▸ En qué consiste:
Prosigue el texto sobre la película MADAME BUTTERFLY a partir de su última oración.

▸ Texto del ejercicio:
Contemplando las imágenes de MADAME BUTTERFLY, más allá del cierto hieratismo que destilan sus pasajes iniciales –que por lado sirven para introducirnos en el contexto en que se define el destino de la protagonista, encarnada por una prodigiosa Sylvia Sidney, con quien Gering trabajó en varias ocasiones-, será el preámbulo para todo un cúmulo de sensaciones. Para una muestra de melodrama puro, que nos entroncaría con algunos de los mejores ámbitos del drama silente. Por momentos, parece que intuimos el eco de un Frank Borzage. Sobre todo, a la hora de transmitir con tanta sencillez y pudor emocional, esa sensación de felicidad absoluta, vivida por la pareja protagonista en el intervalo en que ambos se encuentran disfrutando su estado de casados. A través de pequeños gestos, de la química establecida entre la Sidney y un jovencísimo Cary Grant, que pese a su bisoñez como intérprete, sabe expresar esos sentimientos o, posteriormente, la angustia a la hora de asumir el retorno a su vida anterior.

▸ Material de partida:
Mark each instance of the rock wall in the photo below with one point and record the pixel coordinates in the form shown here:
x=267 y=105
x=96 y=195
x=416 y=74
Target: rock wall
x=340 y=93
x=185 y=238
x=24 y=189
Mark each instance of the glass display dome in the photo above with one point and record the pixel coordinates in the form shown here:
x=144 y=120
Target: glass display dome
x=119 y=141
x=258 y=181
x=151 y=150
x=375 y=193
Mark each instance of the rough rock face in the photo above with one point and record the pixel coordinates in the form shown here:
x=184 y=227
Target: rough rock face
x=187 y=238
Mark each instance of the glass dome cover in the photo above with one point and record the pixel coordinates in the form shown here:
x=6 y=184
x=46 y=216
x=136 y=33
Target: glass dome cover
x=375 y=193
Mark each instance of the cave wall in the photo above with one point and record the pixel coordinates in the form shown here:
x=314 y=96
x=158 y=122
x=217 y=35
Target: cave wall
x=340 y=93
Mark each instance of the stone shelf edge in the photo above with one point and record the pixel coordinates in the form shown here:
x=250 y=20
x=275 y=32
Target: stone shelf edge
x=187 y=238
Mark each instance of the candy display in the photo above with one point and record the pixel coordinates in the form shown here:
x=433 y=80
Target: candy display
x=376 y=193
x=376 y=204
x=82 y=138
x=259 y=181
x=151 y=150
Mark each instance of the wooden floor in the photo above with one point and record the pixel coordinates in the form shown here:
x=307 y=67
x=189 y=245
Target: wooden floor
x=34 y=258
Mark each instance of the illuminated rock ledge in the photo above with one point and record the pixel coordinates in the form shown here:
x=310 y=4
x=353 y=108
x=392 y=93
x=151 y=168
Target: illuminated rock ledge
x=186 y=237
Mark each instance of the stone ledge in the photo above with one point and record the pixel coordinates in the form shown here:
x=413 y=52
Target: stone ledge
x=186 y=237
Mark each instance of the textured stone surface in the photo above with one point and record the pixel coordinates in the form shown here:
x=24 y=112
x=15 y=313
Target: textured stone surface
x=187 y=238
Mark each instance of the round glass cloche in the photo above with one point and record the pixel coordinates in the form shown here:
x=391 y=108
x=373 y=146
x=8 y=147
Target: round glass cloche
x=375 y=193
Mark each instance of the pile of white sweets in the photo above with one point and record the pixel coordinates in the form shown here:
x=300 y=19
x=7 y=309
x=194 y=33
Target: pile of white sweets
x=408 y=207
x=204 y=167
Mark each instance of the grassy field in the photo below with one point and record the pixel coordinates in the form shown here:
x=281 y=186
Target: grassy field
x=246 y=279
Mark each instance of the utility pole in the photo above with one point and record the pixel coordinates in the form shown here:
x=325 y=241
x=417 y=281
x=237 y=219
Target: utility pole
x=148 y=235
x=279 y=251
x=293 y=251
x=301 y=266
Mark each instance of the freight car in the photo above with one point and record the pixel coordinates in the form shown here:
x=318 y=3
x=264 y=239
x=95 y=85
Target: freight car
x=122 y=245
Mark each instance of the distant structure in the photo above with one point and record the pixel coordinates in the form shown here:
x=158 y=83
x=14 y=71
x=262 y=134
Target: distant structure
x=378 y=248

▸ Espacio de respuesta:
Aparece una cuidada puesta en escena por parte del director, utilizando desde una excelente dosificación en la duración de los planos. Buscando la expresividad o incluso el caudal de sugerencia que puede emanar de diversas elecciones visuales –las sombras con las que Pikerton descubre a su futura esposa en el salón de te, la utilización de filtros en base a telas orientales, que ayudan a insinuar las emociones de sus personajes-. Junto a ello, y tal y como sucedería en no pocos de los melodramas de comienzo del sonoro –aquellos que escaparon al servilismo de la implantación de los talkies-, basados en la fuerza expresiva de su planificación, aplicada a una dirección de actores de considerable intensidad. Es algo que irá discurriendo in crescendo, casi con una cadencia operística, en esta en no pocos momentos hermosa película, revestida de una insólita modernidad, en su capacidad para transmitir emociones eternas, que albergará una conclusión de conmovedora efectividad, descrita con un pudor y un aliento trágico al mismo tiempo, que aún hoy día deviene sorprendente.